═════ SELECTED TEXT ═════
Atmospheric chemistry
Atmospheric chemistry involves study of the chemistry of the Earth's atmosphere of Earth and other planets. It is a branch of atmospheric science and is a multidisciplinary field of research, drawing on environmental chemistry, meteorology, physics, computer modeling, oceanoraphy, geology, volcanology, and other disciplines. In addition, it is being increasingly connected with the field known as climatology.
Earth's atmosphere is composed of about 78 percent nitrogen, 21 percent oxygen, and small amounts of water vapor, carbon dioxide, argon, and other gases. This mixture of gases, commonly called air, protects and sustains life on Earth in a variety of ways. It provides oxygen for respiration, carbon dioxide for photosynthesis, nitrogen for nitrogen fixation, and water vapor for precipitation that nourishes the land. Carbon dioxide and water vapor are greenhouse gases that keep the planet warm enough for living organisms, reducing temperature extremes between day and night. Ozone in the upper atmosphere (stratosphere) absorbs ultraviolet solar radiation that could damage living tissue. In addition, higher layers of the atmosphere protect the Earth from bombardment by meteorites and charged particles in the solar wind.
═════ SUPPLIED DATA ═════
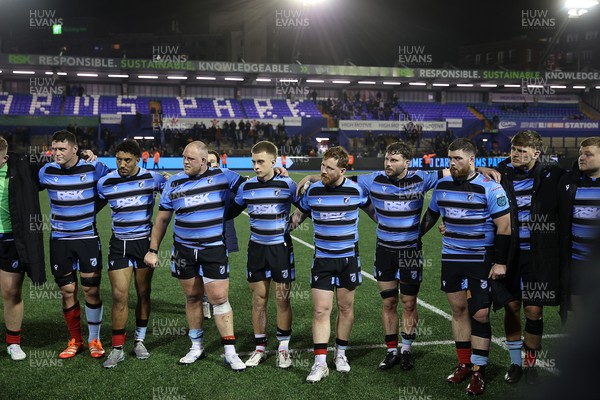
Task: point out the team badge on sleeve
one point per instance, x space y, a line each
501 200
═════
## YOUR OBJECTIVE
Continue the atmospheric chemistry passage, starting right after its last sentence about meteorites and charged particles in the solar wind.

## RESULT
The composition of Earth's atmosphere has been altered by human activities such as fuel burning and industrial production, and a number of these changes are harmful to human health, crops, and ecosystems. Examples of problems that have been addressed by atmospheric chemistry include acid rain, photochemical smog, and global warming. Atmospheric chemistry seeks to understand the causes of these problems and to look for possible solutions. It informs and evaluates government policies that are related to the environment.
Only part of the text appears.